[Passage given]
Received: from aer-iport-nat.cisco.com (HELO aer-core-4.cisco.com) ([173.38.203.22]) by aer-iport-1.cisco.com with ESMTP; 07 Aug 2015 16:19:42 +0000
Received: from [64.103.106.119] (dhcp-bdlk10-data-vlan300-64-103-106-119.cisco.com [64.103.106.119]) by aer-core-4.cisco.com (8.14.5/8.14.5) with ESMTP id t77GJfEE005820; Fri, 7 Aug 2015 16:19:42 GMT
From: Stewart Bryant <stbryant@cisco.com>
To: draft-ietf-pals-endpoint-fast-protection@tools.ietf.org
Message-ID: <55C4DAB5.40103@cisco.com>
Date: Fri, 07 Aug 2015 17:20:05 +0100
User-Agent: Mozilla/5.0 (Macintosh; Intel Mac OS X 10.10; rv:38.0) Gecko/20100101 Thunderbird/38.1.0
MIME-Version: 1.0
Content-Type: multipart/alternative; boundary="------------020403010105060602020508"
Archived-At: <http://mailarchive.ietf.org/arch/msg/pals/Qlyf_d_VdUEm1YBTYwCwi5AHJCQ>
Cc: "pals-chairs@tools.ietf.org" <pals-chairs@tools.ietf.org>, "pals@ietf.org" <pals@ietf.org>
Subject: [Pals] draft-ietf-pals-endpoint-fast-protection
X-BeenThere: pals@ietf.org
X-Mailman-Version: 2.1.15
Precedence: list
Reply-To: stbryant@cisco.com
List-Id: "Pseudowire And LDP-enabled Services dicussion list." <pals.ietf.org>
List-Unsubscribe: <https://www.ietf.org/mailman/options/pals>, <mailto:pals-request@ietf.org?subject=unsubscribe>
List-Archive: <https://mailarchive.ietf.org/arch/browse/pals/>
List-Post: <mailto:pals@ietf.org>
List-Help: <mailto:pals-request@ietf.org?subject=help>
List-Subscribe: <https://www.ietf.org/mailman/listinfo/pals>, <mailto:pals-request@ietf.org?subject=subscribe>
X-List-Received-Date: Fri, 07 Aug 2015 16:19:52 -0000

Hi Authors,

I have some more comments on draft-ietf-pals-endpoint-fast-protection-00

There will be another WGLC on the draft so please consider
these comments along with any others you receive.


This document needs a careful look at the 2119 language.

I commented on some of the SHOULDs, but I think there are
a whole lot more where you need to s/SHOULD/MUST/
In each cases when I ask myself "what would happen if the
implementer ignored the the suggestion" the system
would break, which leads me to conclude that it needs
to be a MUST.


=========
  1.  Introduction


    Today, fast protection against ingress AC failure and ingress (T-)PE
    failure can be achievable by using a multi-homed CE and redundant
    ACs, such as multi-chassis link aggregation group (MC-LAG).  Fast
    protection against failure of intermediate router of transport tunnel

SB> nit: "of an intermediate"

========

    This document is intended to serve the above need.  It specifies a
    fast protection mechanism based on local repair to protect PWs
    against the following egress endpoint failures.

    a.  Egress AC failure.

    b.  Egress PE failure: Link or node failure of an egress PE of an SS-
        PW, or a T-PE of an MS-PW.

[What to work on] Continue the review email on draft-ietf-pals-endpoint-fast-protection from the point where it stops.

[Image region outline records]
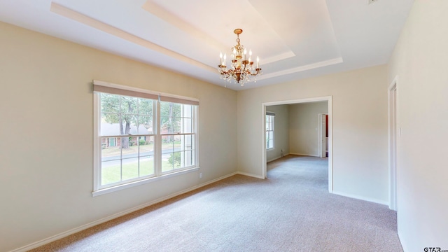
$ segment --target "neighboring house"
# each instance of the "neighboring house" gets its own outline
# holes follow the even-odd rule
[[[386,205],[394,80],[400,239],[405,251],[448,249],[447,13],[448,1],[416,0],[385,64],[239,91],[0,22],[0,251],[29,250],[231,174],[265,178],[262,104],[276,101],[331,97],[331,192]],[[110,52],[127,45],[102,38]],[[200,100],[200,168],[92,197],[94,78]]]
[[[132,137],[132,135],[146,134],[148,134],[148,132],[151,132],[152,130],[152,128],[147,129],[144,125],[139,126],[138,129],[135,125],[131,125],[129,133],[130,144],[131,146],[137,144],[137,139]],[[103,122],[101,124],[101,134],[102,136],[116,136],[119,135],[120,132],[119,123]],[[144,139],[146,141],[146,136],[139,136],[138,139]],[[101,143],[102,148],[121,146],[121,141],[119,141],[118,137],[102,137]]]

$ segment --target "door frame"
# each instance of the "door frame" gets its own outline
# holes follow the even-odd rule
[[[261,104],[261,113],[260,116],[262,118],[261,120],[261,127],[262,130],[261,134],[261,138],[263,141],[262,144],[261,158],[262,158],[262,178],[267,178],[267,166],[266,165],[266,106],[273,105],[287,105],[295,104],[300,103],[309,103],[315,102],[327,102],[328,106],[328,191],[330,192],[333,192],[333,151],[332,151],[332,96],[321,97],[312,97],[298,99],[287,101],[277,101],[263,102]]]
[[[326,158],[326,144],[322,144],[322,140],[325,139],[326,138],[326,134],[325,134],[325,136],[322,134],[324,129],[322,128],[322,122],[323,122],[323,119],[324,118],[326,118],[326,115],[328,115],[328,113],[321,113],[318,114],[318,149],[319,149],[319,157],[320,158]],[[325,116],[323,116],[325,115]],[[325,119],[325,123],[326,125],[327,125],[327,120],[326,118]],[[323,155],[323,149],[326,150],[326,153],[324,155]]]
[[[397,92],[398,76],[396,76],[388,88],[388,169],[389,169],[389,209],[397,211],[397,144],[399,136],[398,123]]]

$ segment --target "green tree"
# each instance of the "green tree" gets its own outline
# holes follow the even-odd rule
[[[181,132],[181,113],[182,105],[172,102],[160,102],[160,129],[166,130],[167,133],[172,134]],[[169,141],[172,141],[171,136]]]
[[[169,158],[168,159],[168,163],[174,167],[181,167],[181,153],[176,152],[171,153]]]
[[[102,118],[108,123],[118,123],[120,134],[129,135],[131,126],[153,127],[153,101],[131,97],[102,93],[101,95]],[[148,132],[139,132],[148,134]],[[129,137],[121,138],[121,148],[129,148]]]

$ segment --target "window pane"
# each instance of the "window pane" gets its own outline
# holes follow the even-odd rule
[[[182,140],[183,141],[183,143],[181,143],[183,147],[182,150],[188,150],[193,148],[194,143],[192,135],[185,135]]]
[[[101,112],[120,113],[120,95],[101,93]]]
[[[139,115],[139,134],[153,134],[153,127],[151,115]]]
[[[186,167],[189,167],[193,165],[193,157],[192,157],[192,151],[186,151],[183,153],[183,163],[185,164]]]
[[[191,118],[182,118],[181,133],[192,133],[193,127]]]
[[[140,136],[139,140],[140,148],[140,157],[148,155],[154,155],[154,136]]]
[[[115,146],[111,146],[111,139],[115,139]],[[120,137],[102,137],[101,142],[102,161],[119,160],[121,159]]]
[[[181,118],[172,118],[172,133],[183,133],[182,132],[182,122]]]
[[[170,161],[172,155],[172,153],[167,153],[162,155],[162,172],[173,170],[174,164],[172,160]]]
[[[160,102],[160,132],[162,134],[181,132],[181,104]]]
[[[174,136],[162,136],[162,153],[174,151]]]
[[[192,118],[192,109],[193,109],[193,106],[192,106],[184,104],[183,105],[183,114],[181,115],[181,116],[184,117],[184,118]]]
[[[102,162],[101,184],[107,185],[121,181],[121,160]]]
[[[121,97],[121,113],[137,113],[137,98]]]
[[[120,114],[101,114],[100,132],[102,136],[117,136],[121,134],[120,131]]]
[[[154,174],[154,156],[140,157],[140,176]]]
[[[153,100],[139,98],[139,114],[153,116]]]
[[[125,158],[122,160],[122,180],[139,177],[139,158]]]

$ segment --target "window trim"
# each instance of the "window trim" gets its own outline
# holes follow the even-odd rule
[[[108,92],[104,92],[104,90],[108,90]],[[195,135],[195,165],[183,167],[181,169],[173,170],[171,172],[162,172],[161,170],[159,172],[159,167],[160,162],[162,161],[162,155],[161,153],[155,155],[155,148],[159,148],[161,149],[161,138],[162,134],[158,132],[160,123],[160,113],[155,113],[154,116],[155,119],[155,125],[156,128],[155,129],[155,132],[153,132],[153,135],[155,136],[155,141],[156,144],[155,145],[155,155],[154,155],[154,167],[155,167],[155,173],[150,177],[145,177],[142,179],[138,179],[139,178],[136,178],[135,180],[131,179],[129,180],[128,182],[124,183],[122,184],[118,184],[115,186],[111,186],[110,187],[103,188],[101,184],[101,153],[102,153],[102,141],[101,138],[102,136],[99,135],[100,130],[100,122],[101,122],[101,104],[100,104],[100,99],[99,94],[101,92],[107,92],[107,93],[113,93],[114,94],[123,95],[123,96],[132,96],[136,97],[136,95],[139,95],[139,94],[144,94],[144,97],[141,97],[141,96],[136,96],[137,97],[146,98],[146,99],[154,99],[154,97],[157,97],[159,102],[163,100],[164,102],[174,102],[174,103],[182,103],[184,104],[189,105],[195,105],[197,107],[195,108],[194,111],[194,120],[193,120],[193,127],[194,132],[192,134]],[[132,95],[130,95],[132,94]],[[160,102],[158,102],[158,105],[160,105]],[[157,108],[157,111],[160,112],[160,108]],[[123,86],[121,85],[108,83],[104,81],[100,80],[93,80],[93,116],[94,116],[94,122],[93,122],[93,130],[94,130],[94,139],[93,139],[93,175],[94,175],[94,181],[93,181],[93,190],[92,192],[92,195],[93,197],[102,195],[106,193],[115,192],[117,190],[145,184],[147,183],[151,183],[156,181],[159,181],[161,179],[164,179],[176,176],[182,175],[186,173],[197,172],[200,169],[200,163],[199,163],[199,99],[186,97],[181,97],[178,95],[174,95],[166,93],[161,92],[155,92],[153,91],[146,90],[136,88],[132,88],[127,86]]]
[[[272,130],[270,130],[270,132],[272,132],[272,147],[271,148],[267,148],[267,142],[268,140],[268,137],[267,136],[266,136],[266,142],[265,143],[265,148],[266,149],[266,150],[273,150],[275,149],[275,126],[274,126],[274,119],[275,118],[275,113],[274,112],[270,112],[270,111],[266,111],[266,115],[265,115],[265,119],[267,118],[267,116],[272,116]],[[267,122],[266,121],[265,122],[265,123]],[[266,124],[265,123],[265,127],[266,127]],[[268,131],[265,130],[265,134],[267,133]]]

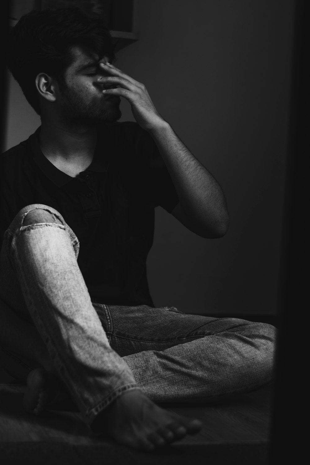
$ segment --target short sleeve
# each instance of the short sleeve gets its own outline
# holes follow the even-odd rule
[[[179,199],[167,167],[154,140],[137,123],[134,125],[133,149],[137,156],[144,186],[154,207],[161,206],[170,213]],[[142,174],[143,173],[143,174]]]

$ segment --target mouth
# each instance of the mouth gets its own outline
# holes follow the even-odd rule
[[[120,102],[120,97],[118,95],[106,95],[104,97],[105,100],[113,100],[114,101]]]

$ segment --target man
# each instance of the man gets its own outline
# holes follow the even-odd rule
[[[154,307],[154,208],[210,239],[228,214],[218,183],[114,59],[100,20],[77,9],[32,12],[13,28],[9,68],[41,125],[1,156],[1,356],[26,383],[27,412],[71,401],[95,434],[108,425],[152,451],[201,427],[155,402],[268,382],[275,331]],[[120,97],[136,123],[117,122]]]

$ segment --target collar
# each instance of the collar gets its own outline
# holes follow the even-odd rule
[[[60,171],[58,168],[54,166],[53,163],[51,163],[49,160],[48,160],[43,154],[40,147],[39,139],[40,129],[41,126],[40,126],[35,132],[32,134],[27,140],[25,141],[25,142],[30,148],[32,158],[41,171],[57,187],[61,187],[72,181],[73,179],[75,179],[77,178],[72,178],[62,171]],[[103,136],[105,134],[106,134],[106,130],[102,131],[101,128],[99,129],[98,138],[95,148],[93,158],[92,161],[87,168],[87,171],[106,173],[108,170],[109,167],[108,154],[106,153],[103,155],[102,153],[103,147],[105,147],[106,149],[108,146],[107,144],[104,143]]]

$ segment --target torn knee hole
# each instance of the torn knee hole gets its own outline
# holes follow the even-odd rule
[[[37,208],[31,210],[26,215],[23,221],[23,226],[29,226],[39,223],[56,223],[62,226],[62,223],[53,213],[46,210]]]

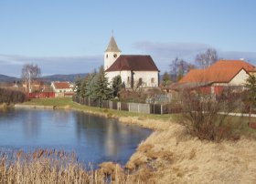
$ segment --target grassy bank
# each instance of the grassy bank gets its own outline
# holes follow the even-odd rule
[[[239,125],[234,131],[240,135],[240,139],[213,142],[187,134],[184,126],[175,123],[179,116],[139,115],[90,107],[73,103],[70,98],[33,99],[26,104],[78,109],[155,129],[139,145],[125,166],[102,163],[93,172],[84,169],[73,172],[76,178],[67,176],[65,171],[55,172],[69,182],[103,183],[108,176],[113,183],[254,183],[256,180],[256,141],[248,136],[255,135],[255,130],[248,128],[248,118],[227,118],[228,123]],[[88,178],[91,180],[75,180]]]

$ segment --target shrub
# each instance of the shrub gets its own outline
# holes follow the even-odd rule
[[[226,118],[236,108],[238,99],[234,98],[234,93],[229,88],[218,97],[197,90],[185,90],[181,93],[183,124],[191,135],[199,139],[232,138],[232,126]]]
[[[21,103],[26,99],[26,96],[21,91],[0,88],[0,103]]]

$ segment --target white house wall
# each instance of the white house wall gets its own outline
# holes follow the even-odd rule
[[[240,70],[240,73],[233,77],[233,79],[229,82],[229,85],[232,86],[243,86],[246,83],[246,79],[248,78],[249,75],[246,73],[245,70]]]
[[[157,71],[133,71],[133,86],[142,78],[143,87],[158,87],[158,72]],[[109,82],[116,76],[121,76],[122,81],[124,82],[126,87],[131,87],[131,71],[113,71],[107,72],[106,77]],[[128,79],[129,78],[129,79]],[[154,78],[154,79],[153,79]],[[154,80],[154,81],[152,81]]]
[[[157,71],[134,71],[134,85],[142,78],[143,87],[158,87],[158,72]],[[154,78],[154,83],[152,83]]]

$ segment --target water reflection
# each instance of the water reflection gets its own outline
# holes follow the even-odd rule
[[[39,129],[41,126],[41,117],[37,116],[37,111],[28,111],[27,116],[21,116],[22,123],[24,126],[23,131],[24,135],[27,138],[36,138],[39,134]]]
[[[64,148],[80,160],[124,163],[151,133],[136,126],[73,111],[0,112],[0,147]]]

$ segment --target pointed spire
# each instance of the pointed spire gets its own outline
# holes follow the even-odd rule
[[[115,42],[113,36],[112,36],[109,46],[108,46],[107,49],[105,50],[105,52],[121,52],[121,50],[118,48],[118,46],[116,45],[116,42]]]

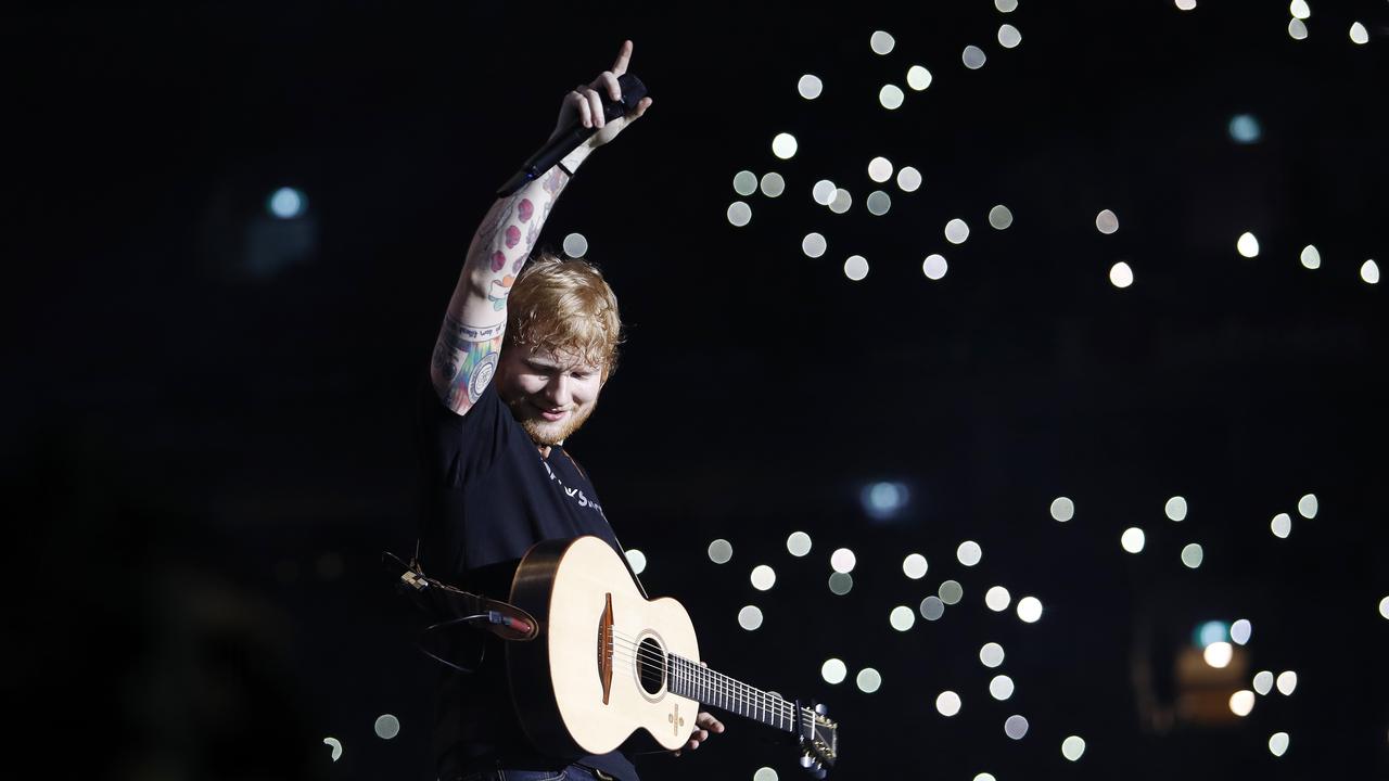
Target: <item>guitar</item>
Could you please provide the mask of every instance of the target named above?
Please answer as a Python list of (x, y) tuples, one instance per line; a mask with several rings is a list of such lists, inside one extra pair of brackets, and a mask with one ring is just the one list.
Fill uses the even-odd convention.
[(801, 766), (824, 778), (838, 757), (839, 727), (807, 707), (699, 663), (685, 607), (646, 600), (608, 543), (551, 539), (526, 552), (511, 605), (538, 621), (531, 642), (508, 642), (507, 675), (526, 735), (554, 756), (601, 755), (638, 730), (682, 748), (700, 703), (789, 732)]

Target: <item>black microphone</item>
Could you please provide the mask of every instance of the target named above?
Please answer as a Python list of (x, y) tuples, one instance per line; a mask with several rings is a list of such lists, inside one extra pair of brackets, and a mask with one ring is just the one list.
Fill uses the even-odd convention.
[[(611, 122), (618, 117), (625, 117), (636, 110), (636, 104), (646, 97), (646, 85), (632, 74), (622, 74), (617, 78), (617, 86), (622, 92), (622, 100), (603, 97), (603, 121)], [(554, 168), (554, 164), (564, 160), (564, 156), (574, 151), (589, 136), (599, 132), (599, 126), (585, 128), (582, 122), (574, 122), (560, 135), (554, 136), (539, 151), (531, 156), (521, 170), (515, 172), (507, 183), (497, 190), (497, 197), (506, 197), (521, 189), (531, 179), (539, 179), (542, 174)]]

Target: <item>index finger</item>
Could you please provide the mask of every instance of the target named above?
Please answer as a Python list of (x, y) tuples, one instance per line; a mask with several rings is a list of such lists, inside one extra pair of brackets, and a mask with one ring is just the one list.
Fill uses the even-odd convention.
[(613, 75), (621, 76), (626, 72), (626, 63), (632, 58), (632, 42), (624, 40), (622, 49), (617, 51), (617, 60), (613, 63)]

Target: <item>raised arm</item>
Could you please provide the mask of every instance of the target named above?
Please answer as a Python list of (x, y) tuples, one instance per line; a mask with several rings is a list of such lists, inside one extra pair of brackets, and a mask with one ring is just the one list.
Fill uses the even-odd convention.
[[(585, 128), (601, 128), (564, 158), (561, 164), (569, 171), (575, 171), (594, 149), (617, 138), (622, 128), (651, 106), (651, 99), (644, 97), (626, 117), (603, 121), (600, 94), (613, 100), (622, 97), (617, 76), (626, 72), (631, 57), (632, 42), (624, 40), (611, 71), (599, 74), (592, 83), (579, 85), (564, 96), (560, 120), (550, 138), (575, 122)], [(497, 199), (468, 245), (429, 367), (439, 397), (458, 414), (467, 413), (492, 382), (507, 327), (511, 285), (531, 257), (540, 227), (567, 185), (568, 175), (557, 165), (515, 193)]]

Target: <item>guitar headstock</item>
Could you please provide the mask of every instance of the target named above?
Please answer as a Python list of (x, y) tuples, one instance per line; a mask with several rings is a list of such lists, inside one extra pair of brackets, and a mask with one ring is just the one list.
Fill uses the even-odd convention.
[(824, 703), (803, 707), (800, 724), (800, 766), (813, 778), (824, 778), (839, 759), (839, 724), (831, 720)]

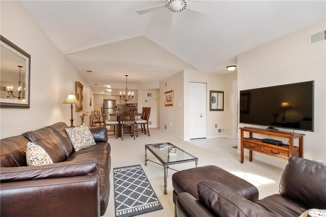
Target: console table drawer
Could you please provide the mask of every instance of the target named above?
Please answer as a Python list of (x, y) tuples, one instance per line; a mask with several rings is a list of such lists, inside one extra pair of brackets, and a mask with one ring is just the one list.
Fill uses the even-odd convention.
[(244, 141), (243, 146), (247, 148), (252, 150), (257, 150), (260, 151), (262, 151), (263, 150), (263, 145), (254, 144), (250, 142)]
[(275, 154), (279, 156), (288, 158), (289, 151), (285, 150), (282, 150), (278, 148), (273, 148), (271, 147), (264, 147), (264, 152), (269, 154)]

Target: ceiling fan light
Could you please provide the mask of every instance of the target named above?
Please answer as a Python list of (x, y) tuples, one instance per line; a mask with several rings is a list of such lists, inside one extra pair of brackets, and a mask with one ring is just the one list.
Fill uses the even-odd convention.
[(179, 12), (187, 6), (187, 0), (168, 0), (167, 7), (174, 12)]
[(226, 67), (226, 68), (227, 69), (227, 70), (230, 72), (232, 72), (232, 71), (234, 70), (236, 68), (236, 66), (229, 66)]

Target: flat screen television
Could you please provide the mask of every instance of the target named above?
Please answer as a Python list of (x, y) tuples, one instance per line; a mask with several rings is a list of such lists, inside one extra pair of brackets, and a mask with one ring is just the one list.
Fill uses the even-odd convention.
[(242, 123), (314, 131), (314, 81), (240, 91)]

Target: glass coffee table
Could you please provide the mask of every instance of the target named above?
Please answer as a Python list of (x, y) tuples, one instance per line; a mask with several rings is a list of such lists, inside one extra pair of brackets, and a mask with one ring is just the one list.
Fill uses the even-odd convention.
[[(155, 146), (169, 146), (170, 147), (160, 150), (157, 148), (155, 148)], [(169, 154), (169, 152), (171, 150), (172, 147), (177, 148), (176, 152), (175, 154), (175, 156), (170, 156)], [(147, 159), (147, 149), (160, 162), (161, 164)], [(155, 164), (161, 165), (164, 167), (164, 194), (167, 195), (168, 194), (167, 187), (168, 186), (167, 177), (168, 169), (169, 168), (169, 166), (195, 161), (196, 167), (197, 167), (198, 158), (184, 151), (170, 142), (164, 142), (145, 145), (145, 166), (147, 166), (147, 161), (151, 161)], [(174, 169), (170, 169), (177, 171), (177, 170)]]

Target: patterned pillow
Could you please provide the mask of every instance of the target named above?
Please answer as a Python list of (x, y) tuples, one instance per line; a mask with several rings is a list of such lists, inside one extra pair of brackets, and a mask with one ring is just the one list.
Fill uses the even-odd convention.
[(96, 144), (93, 134), (87, 126), (66, 128), (65, 130), (75, 151)]
[(32, 142), (27, 144), (26, 162), (30, 166), (53, 164), (52, 159), (45, 150)]

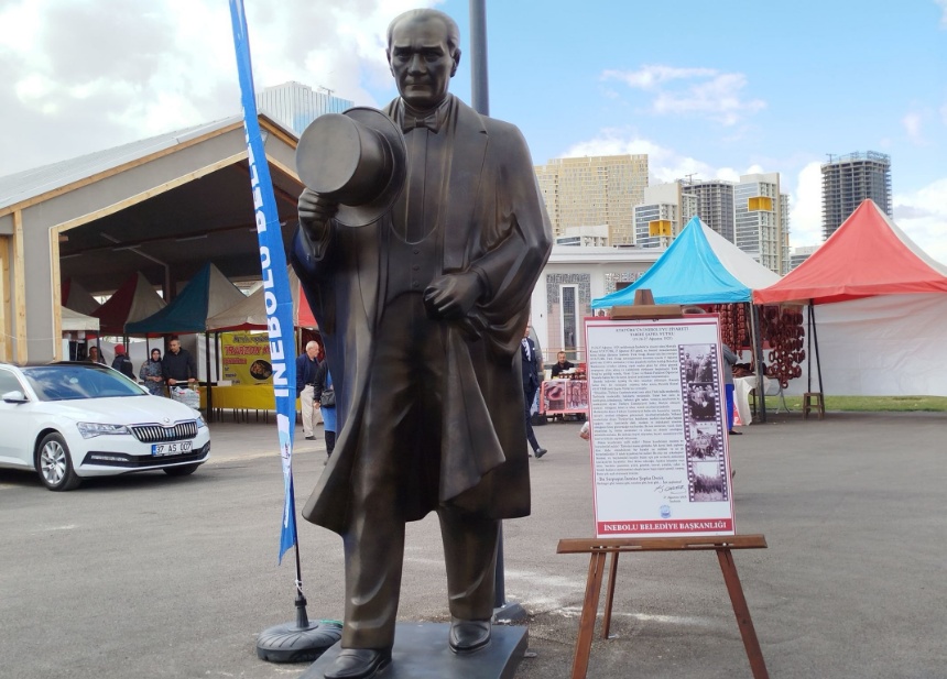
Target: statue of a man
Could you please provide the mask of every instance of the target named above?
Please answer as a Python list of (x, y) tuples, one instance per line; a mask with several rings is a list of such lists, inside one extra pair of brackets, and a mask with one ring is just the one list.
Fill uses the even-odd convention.
[(520, 131), (448, 94), (457, 24), (414, 10), (389, 26), (407, 171), (366, 227), (300, 197), (293, 264), (335, 380), (335, 452), (303, 508), (342, 536), (342, 650), (328, 679), (391, 661), (404, 525), (435, 511), (455, 653), (490, 642), (500, 521), (530, 513), (520, 339), (552, 234)]

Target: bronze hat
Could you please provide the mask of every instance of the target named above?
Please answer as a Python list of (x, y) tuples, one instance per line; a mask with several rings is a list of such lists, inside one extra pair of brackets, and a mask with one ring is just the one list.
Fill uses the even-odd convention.
[(348, 227), (378, 220), (404, 187), (404, 135), (368, 107), (325, 113), (305, 129), (296, 146), (296, 173), (308, 188), (339, 204), (336, 219)]

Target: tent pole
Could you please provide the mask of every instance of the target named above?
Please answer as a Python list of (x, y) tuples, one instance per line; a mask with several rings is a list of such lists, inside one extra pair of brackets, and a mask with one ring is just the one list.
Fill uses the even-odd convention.
[(220, 333), (214, 333), (214, 372), (217, 374), (217, 381), (220, 382)]
[[(816, 330), (816, 305), (814, 304), (809, 304), (809, 325), (813, 330), (813, 341), (816, 344), (816, 371), (819, 376), (819, 394), (823, 394), (823, 398), (825, 398), (825, 393), (823, 392), (823, 362), (819, 359), (819, 336)], [(825, 403), (825, 401), (823, 401), (823, 403)]]
[(210, 393), (210, 333), (204, 333), (204, 370), (207, 373), (207, 421), (214, 421), (214, 395)]
[(750, 331), (753, 340), (753, 355), (756, 359), (756, 395), (760, 403), (760, 421), (766, 421), (766, 390), (763, 387), (763, 332), (760, 327), (760, 307), (750, 303)]
[(809, 299), (809, 309), (808, 314), (806, 314), (806, 319), (809, 322), (808, 332), (806, 332), (806, 358), (809, 360), (807, 370), (806, 370), (806, 392), (813, 392), (813, 300)]

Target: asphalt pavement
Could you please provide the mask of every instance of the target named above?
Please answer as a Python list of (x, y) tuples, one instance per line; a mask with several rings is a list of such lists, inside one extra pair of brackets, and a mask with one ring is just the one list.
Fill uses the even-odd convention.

[Reply to the exercise]
    c.  Switching PE failure: Link or node failure of an S-PE of an MS-
        PW.

SB> Suggest Switching PE (S-PE) failure or
     S-PE failure

  ===========



       Primary egress AC: CE2-PE2

SB> Egress is PE2-CE2 - it is a vector.

       Backup ingress AC: CE1-PE3

       Backup ingress PE: PE3

       Backup PW: PW2

       Backup egress PE: PE4

       Backup egress AC: CE2-PE4

SB> As above


    Based on this schema, this document describes egress endpoint
    failures and the fast protection mechanism on the per-active-path and
    per-direction basis.  In this case, an egress AC failure refers to
    the failure of the AC CE2-PE2, and an egress node failure refers to

SB> Shouldn't that be PE2-CE2 - that is the egress packet direction.

    the failure of PE2.  The ultimate goal is that when a failure occurs,
    the traffic should be locally repaired, so that it can eventually
    reach CE2 via the backup egress PE (PE4) and the backup egress AC
    (CE2-PE4).

SB> Again PE4-CE2 would be a more natural direction for an egress

    Subsequent to the local repair, either the active path should heal
    after control plane converges on the new topology, or the ingress CE
    should switch traffic from the primary path to the backup path,
    depending on the failure scenario.  In the later case, the ingress CE
    may perform such switchover based on end-to-end OAM (in-band or out-
    band), PW status notification, CE-PE control protocols (e.g.  LACP),
    etc.  In the active-standby mode, this will promote the standby path
    to new active path.  In the active-active mode, it will make the
    other active path carry all the traffic.

SB> Surely in active-active it was already carrying all the traffic?

========


    In this document, the following primary and backup roles are assigned
    for the traffic going from CE1 to CE2:

       Primary ingress AC: CE1-TPE1

       Primary ingress T-PE: TPE1

       Primary PW: PW1

       Primary S-PE: SPE1

       Primary egress T-PE: TPE2

       Primary egress AC: CE2-TPE2

SB> Same comment as for SS-PW concerning directionality

      Backup ingress AC: CE1-TPE3

       Backup ingress T-PE: TPE3

       Backup PW: PW2

       Backup S-PE: SPE2

       Backup egress T-PE: TPE4

       Backup egress AC: CE2-TPE4

SB> Same comment as for SS-PW concerning directionality

  =========


4.1.  Applicability

    The mechanism is applicable to LDP signaled PWs.  It is applicable to
    an environment where an egress CE is multi-homed to a primary PE and
    a backup PE and there exists a backup PW in the network.  In S-PE
    node protection, it also assumes a backup S-PE on the backup PW.

    The mechanism assumes IP/MPLS transport tunnels for PWs.  If
    transport tunnels are LDP and there is a possibility of EMCP to a
    primary PE, it is recommended to enable control word for PWs.

SB> Suggest: it is recommended that the PW control word (CW) is used.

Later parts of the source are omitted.